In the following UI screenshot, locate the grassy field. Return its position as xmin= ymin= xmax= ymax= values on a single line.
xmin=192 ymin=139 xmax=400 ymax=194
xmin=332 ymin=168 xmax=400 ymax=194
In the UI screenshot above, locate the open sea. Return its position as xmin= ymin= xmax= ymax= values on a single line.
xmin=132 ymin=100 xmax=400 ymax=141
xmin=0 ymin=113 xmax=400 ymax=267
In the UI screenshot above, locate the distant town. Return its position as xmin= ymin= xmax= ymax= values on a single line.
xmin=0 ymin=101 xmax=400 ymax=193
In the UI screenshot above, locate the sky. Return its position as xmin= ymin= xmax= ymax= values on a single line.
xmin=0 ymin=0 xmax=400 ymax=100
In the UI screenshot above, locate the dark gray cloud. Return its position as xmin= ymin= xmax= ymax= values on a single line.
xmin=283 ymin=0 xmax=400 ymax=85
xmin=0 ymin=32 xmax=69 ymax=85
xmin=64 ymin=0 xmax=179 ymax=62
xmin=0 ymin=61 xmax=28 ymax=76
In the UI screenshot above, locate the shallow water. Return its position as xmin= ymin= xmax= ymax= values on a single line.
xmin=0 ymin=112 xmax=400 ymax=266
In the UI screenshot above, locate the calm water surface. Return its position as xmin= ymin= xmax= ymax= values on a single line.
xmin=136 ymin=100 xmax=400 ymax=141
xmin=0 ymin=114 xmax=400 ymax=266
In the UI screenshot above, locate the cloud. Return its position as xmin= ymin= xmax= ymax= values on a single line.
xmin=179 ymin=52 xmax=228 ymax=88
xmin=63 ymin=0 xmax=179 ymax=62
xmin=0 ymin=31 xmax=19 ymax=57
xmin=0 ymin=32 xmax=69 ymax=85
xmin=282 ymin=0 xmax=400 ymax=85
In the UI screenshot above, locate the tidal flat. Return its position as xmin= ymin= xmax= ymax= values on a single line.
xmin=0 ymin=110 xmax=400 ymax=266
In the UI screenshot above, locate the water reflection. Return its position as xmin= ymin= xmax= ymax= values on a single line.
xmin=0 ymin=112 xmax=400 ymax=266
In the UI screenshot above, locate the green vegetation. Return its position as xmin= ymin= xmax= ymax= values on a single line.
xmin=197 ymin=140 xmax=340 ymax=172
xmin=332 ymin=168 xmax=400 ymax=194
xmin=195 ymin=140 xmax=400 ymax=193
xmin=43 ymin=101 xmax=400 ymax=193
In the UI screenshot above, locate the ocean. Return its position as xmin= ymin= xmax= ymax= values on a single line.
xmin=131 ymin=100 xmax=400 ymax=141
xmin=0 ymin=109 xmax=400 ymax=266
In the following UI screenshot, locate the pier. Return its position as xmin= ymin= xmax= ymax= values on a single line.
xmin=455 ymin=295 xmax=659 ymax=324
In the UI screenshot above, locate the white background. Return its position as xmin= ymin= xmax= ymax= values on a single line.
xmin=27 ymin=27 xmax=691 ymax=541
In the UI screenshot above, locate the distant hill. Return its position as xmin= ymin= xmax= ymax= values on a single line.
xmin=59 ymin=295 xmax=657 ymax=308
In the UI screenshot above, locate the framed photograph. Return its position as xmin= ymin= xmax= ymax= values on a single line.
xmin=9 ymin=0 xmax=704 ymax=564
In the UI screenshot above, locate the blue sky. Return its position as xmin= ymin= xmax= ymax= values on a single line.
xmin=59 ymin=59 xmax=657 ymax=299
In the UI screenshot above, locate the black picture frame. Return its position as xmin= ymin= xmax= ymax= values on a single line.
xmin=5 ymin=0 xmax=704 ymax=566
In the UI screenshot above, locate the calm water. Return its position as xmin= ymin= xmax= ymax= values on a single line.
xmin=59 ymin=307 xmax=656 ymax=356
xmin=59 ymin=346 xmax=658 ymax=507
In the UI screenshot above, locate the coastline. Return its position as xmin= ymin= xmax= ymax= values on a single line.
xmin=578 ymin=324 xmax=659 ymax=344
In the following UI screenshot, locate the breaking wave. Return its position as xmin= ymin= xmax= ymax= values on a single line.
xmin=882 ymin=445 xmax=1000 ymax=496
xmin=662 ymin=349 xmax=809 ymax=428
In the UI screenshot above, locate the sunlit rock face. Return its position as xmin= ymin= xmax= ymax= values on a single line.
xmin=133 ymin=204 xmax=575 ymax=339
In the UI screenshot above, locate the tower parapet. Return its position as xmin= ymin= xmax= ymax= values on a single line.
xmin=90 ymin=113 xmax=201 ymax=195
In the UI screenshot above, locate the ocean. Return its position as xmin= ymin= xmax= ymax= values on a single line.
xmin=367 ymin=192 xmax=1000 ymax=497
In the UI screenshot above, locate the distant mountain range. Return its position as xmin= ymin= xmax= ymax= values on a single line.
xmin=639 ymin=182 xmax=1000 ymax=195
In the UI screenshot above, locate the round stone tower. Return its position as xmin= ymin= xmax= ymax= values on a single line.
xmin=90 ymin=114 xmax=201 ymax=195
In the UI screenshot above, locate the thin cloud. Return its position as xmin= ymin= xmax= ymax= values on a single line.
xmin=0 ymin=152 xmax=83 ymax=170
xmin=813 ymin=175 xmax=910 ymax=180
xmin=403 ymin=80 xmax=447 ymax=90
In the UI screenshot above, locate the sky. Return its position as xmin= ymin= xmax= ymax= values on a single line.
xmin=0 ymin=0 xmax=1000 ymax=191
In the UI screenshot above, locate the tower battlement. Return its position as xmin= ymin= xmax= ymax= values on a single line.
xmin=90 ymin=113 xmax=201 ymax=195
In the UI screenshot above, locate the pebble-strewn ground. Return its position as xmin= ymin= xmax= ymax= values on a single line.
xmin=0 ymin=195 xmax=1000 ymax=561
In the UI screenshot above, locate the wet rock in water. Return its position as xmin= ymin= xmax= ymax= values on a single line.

TASK OBJECTIVE: Rewrite every one of the records above, putting "on one line" wherever "on a single line" appears and keeping all other wording the same.

THE COMPLETED TASK:
In the following UI screenshot, locate the grassy field. Return its position as xmin= ymin= xmax= ymax= values on one line.
xmin=192 ymin=139 xmax=400 ymax=194
xmin=332 ymin=168 xmax=400 ymax=194
In the UI screenshot above, locate the open sea. Return its position as xmin= ymin= xmax= ymax= values on one line.
xmin=132 ymin=100 xmax=400 ymax=141
xmin=0 ymin=113 xmax=400 ymax=267
In the UI screenshot above, locate the distant town. Return its position as xmin= ymin= xmax= ymax= values on one line.
xmin=0 ymin=101 xmax=400 ymax=193
In the UI screenshot above, locate the sky. Return its position as xmin= ymin= xmax= ymax= values on one line.
xmin=0 ymin=0 xmax=400 ymax=100
In the UI screenshot above, locate the dark gray cloud. Return its position as xmin= ymin= xmax= ymax= values on one line.
xmin=283 ymin=0 xmax=400 ymax=85
xmin=0 ymin=32 xmax=69 ymax=85
xmin=64 ymin=0 xmax=179 ymax=62
xmin=0 ymin=61 xmax=28 ymax=76
In the UI screenshot above, locate the shallow water. Return its position as xmin= ymin= xmax= ymax= values on one line.
xmin=0 ymin=112 xmax=400 ymax=266
In the UI screenshot above, locate the calm water surface. Return its position as xmin= ymin= xmax= ymax= values on one line.
xmin=136 ymin=100 xmax=400 ymax=141
xmin=0 ymin=114 xmax=400 ymax=266
In the UI screenshot above, locate the cloud. Return its position as xmin= ymin= xmax= ymax= values on one line.
xmin=179 ymin=52 xmax=228 ymax=88
xmin=63 ymin=0 xmax=179 ymax=62
xmin=0 ymin=31 xmax=19 ymax=57
xmin=0 ymin=32 xmax=69 ymax=85
xmin=282 ymin=0 xmax=400 ymax=85
In the UI screenshot above, locate the tidal flat. Return its position as xmin= ymin= xmax= ymax= values on one line.
xmin=0 ymin=110 xmax=400 ymax=266
In the UI screenshot above, locate the water reflection. Return its position as xmin= ymin= xmax= ymax= values on one line.
xmin=0 ymin=112 xmax=400 ymax=266
In the UI screenshot above, locate the green vegetation. Return its position as xmin= ymin= xmax= ymax= values on one line.
xmin=197 ymin=140 xmax=340 ymax=172
xmin=332 ymin=168 xmax=400 ymax=194
xmin=195 ymin=140 xmax=400 ymax=193
xmin=43 ymin=101 xmax=400 ymax=193
In the UI screenshot above, locate the ocean. Return its position as xmin= ymin= xmax= ymax= values on one line.
xmin=131 ymin=100 xmax=400 ymax=141
xmin=0 ymin=109 xmax=400 ymax=266
In the following UI screenshot, locate the pier. Return its position as xmin= ymin= xmax= ymax= values on one line.
xmin=455 ymin=295 xmax=659 ymax=324
In the UI screenshot above, locate the white background. Return its position as xmin= ymin= xmax= ymax= values on one line.
xmin=27 ymin=27 xmax=691 ymax=541
In the UI screenshot above, locate the distant hill. Return its position as xmin= ymin= xmax= ymax= values on one line.
xmin=59 ymin=295 xmax=657 ymax=308
In the UI screenshot above, locate the framed photograph. Return its position as xmin= ymin= xmax= ymax= values on one line.
xmin=9 ymin=0 xmax=704 ymax=564
In the UI screenshot above, locate the blue sky. Return its position as xmin= ymin= xmax= ymax= values on one line.
xmin=59 ymin=59 xmax=657 ymax=299
In the UI screenshot above, locate the black picture frame. Return its position as xmin= ymin= xmax= ymax= values on one line.
xmin=5 ymin=0 xmax=704 ymax=566
In the UI screenshot above, locate the calm water. Return its position as xmin= ymin= xmax= ymax= values on one line.
xmin=59 ymin=307 xmax=656 ymax=356
xmin=59 ymin=346 xmax=658 ymax=507
In the UI screenshot above, locate the coastline. Return its position as xmin= ymin= xmax= ymax= values on one line.
xmin=578 ymin=324 xmax=659 ymax=344
In the following UI screenshot, locate the breaking wave. Return its position as xmin= ymin= xmax= ymax= values on one line.
xmin=882 ymin=445 xmax=1000 ymax=496
xmin=662 ymin=349 xmax=809 ymax=428
In the UI screenshot above, locate the sunlit rock face. Return its position as xmin= ymin= xmax= ymax= values on one line.
xmin=133 ymin=204 xmax=575 ymax=339
In the UI screenshot above, locate the tower parapet. Return its position as xmin= ymin= xmax= ymax= values on one line.
xmin=90 ymin=113 xmax=201 ymax=195
In the UI screenshot above, locate the ocean. Return its position as xmin= ymin= xmax= ymax= values on one line.
xmin=367 ymin=192 xmax=1000 ymax=497
In the UI screenshot above, locate the distant mountain range. Return its position as xmin= ymin= xmax= ymax= values on one line.
xmin=639 ymin=182 xmax=1000 ymax=195
In the UI screenshot above, locate the round stone tower. Return its position as xmin= ymin= xmax= ymax= values on one line.
xmin=90 ymin=114 xmax=201 ymax=195
In the UI screenshot above, locate the thin cloud. Return its position as xmin= ymin= xmax= ymax= values on one line.
xmin=0 ymin=152 xmax=83 ymax=170
xmin=813 ymin=175 xmax=910 ymax=180
xmin=403 ymin=80 xmax=447 ymax=90
In the UI screenshot above, locate the sky. Return its position as xmin= ymin= xmax= ymax= values on one line.
xmin=0 ymin=0 xmax=1000 ymax=191
In the UI screenshot above, locate the tower battlement. Return its position as xmin= ymin= xmax= ymax= values on one line.
xmin=90 ymin=113 xmax=201 ymax=195
In the UI screenshot above, locate the pebble-strewn ground. Return its position as xmin= ymin= xmax= ymax= values on one line.
xmin=0 ymin=195 xmax=1000 ymax=561
In the UI screenshot above, locate the wet rock in water. Return its position as xmin= ymin= xmax= ymax= values on one line.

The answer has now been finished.